=== Begin Enclosure ===
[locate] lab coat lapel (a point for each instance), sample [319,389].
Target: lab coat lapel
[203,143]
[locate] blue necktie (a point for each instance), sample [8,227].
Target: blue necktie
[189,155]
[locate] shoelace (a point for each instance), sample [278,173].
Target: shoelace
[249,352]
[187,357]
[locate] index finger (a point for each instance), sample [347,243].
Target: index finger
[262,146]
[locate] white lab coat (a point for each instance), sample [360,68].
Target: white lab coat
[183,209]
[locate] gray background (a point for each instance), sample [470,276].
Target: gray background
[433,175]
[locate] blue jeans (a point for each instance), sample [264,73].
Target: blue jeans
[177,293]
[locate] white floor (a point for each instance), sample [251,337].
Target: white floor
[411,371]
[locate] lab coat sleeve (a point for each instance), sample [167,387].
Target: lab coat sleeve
=== End Enclosure ===
=== Begin Enclosure ===
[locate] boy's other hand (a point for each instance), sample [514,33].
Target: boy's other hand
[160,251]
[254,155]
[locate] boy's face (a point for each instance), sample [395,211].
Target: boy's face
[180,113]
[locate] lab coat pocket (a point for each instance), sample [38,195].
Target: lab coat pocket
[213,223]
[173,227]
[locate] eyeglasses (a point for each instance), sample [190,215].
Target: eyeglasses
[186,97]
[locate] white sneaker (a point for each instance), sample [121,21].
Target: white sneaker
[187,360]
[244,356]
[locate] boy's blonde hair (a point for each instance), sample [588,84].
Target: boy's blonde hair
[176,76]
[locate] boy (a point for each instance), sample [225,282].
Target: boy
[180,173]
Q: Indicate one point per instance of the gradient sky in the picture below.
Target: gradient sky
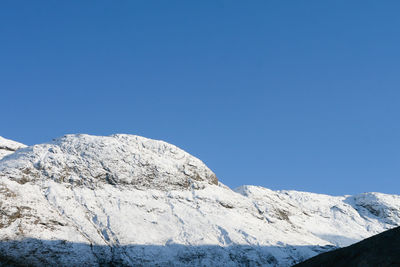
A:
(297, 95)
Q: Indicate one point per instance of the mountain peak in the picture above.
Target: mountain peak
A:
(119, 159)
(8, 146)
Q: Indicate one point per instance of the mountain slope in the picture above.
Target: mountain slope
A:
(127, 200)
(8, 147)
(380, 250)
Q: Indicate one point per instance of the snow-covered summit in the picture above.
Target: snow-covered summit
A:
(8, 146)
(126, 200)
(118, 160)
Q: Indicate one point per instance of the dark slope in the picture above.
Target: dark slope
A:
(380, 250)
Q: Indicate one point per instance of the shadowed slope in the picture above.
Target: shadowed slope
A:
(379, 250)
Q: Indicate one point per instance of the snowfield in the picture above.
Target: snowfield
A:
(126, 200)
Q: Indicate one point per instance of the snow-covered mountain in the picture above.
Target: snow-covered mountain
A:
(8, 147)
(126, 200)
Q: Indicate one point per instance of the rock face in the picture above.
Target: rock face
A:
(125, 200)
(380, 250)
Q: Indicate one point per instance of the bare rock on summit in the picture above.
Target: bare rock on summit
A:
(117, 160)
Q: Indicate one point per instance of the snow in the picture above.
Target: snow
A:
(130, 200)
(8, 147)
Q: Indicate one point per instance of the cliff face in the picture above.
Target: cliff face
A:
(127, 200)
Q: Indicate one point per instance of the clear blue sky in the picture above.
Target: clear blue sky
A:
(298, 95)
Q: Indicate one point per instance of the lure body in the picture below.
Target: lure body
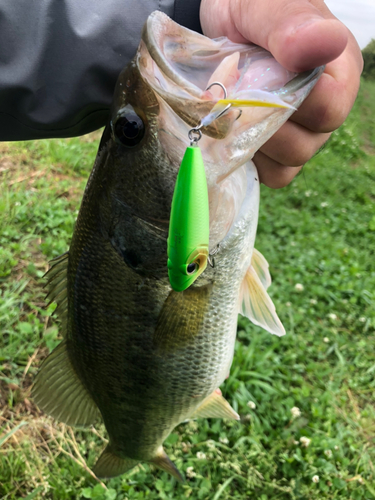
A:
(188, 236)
=== End Enclosure ===
=== Begin Enclosure ===
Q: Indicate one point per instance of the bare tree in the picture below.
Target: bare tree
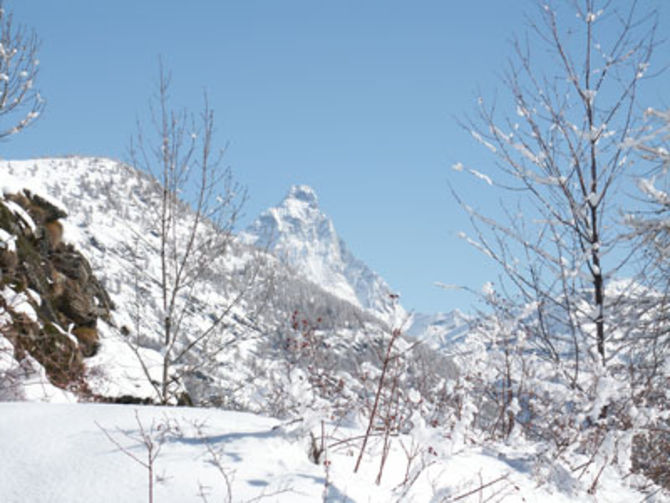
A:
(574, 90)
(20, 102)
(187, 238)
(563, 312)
=== End Enclosure ===
→ **PROBLEM TO WORK ON**
Look above for the line with "Target: blue necktie" and the line with "Target: lab coat sleeve". Retype those two lines and every line between them exactly, adding nothing.

→ **RESULT FOR THIS TASK**
Target: blue necktie
[189,155]
[locate] shoelace (a point for each instance), sample [278,173].
Target: shoelace
[249,352]
[187,357]
[locate] index finger (a point for each instance), sample [347,243].
Target: index finger
[262,146]
[locate] white lab coat (a point for each instance), sample [360,68].
Target: white lab coat
[183,209]
[locate] gray background (a point for each instance), sample [470,276].
Target: gray background
[433,175]
[locate] blue jeans (a point for each instance), sample [264,73].
Target: blue jeans
[177,293]
[locate] white floor (a point for each instance), sample [251,337].
Target: white floor
[411,371]
[locate] lab coat sleeve (a point for each instance), sample [167,387].
Target: lab coat sleeve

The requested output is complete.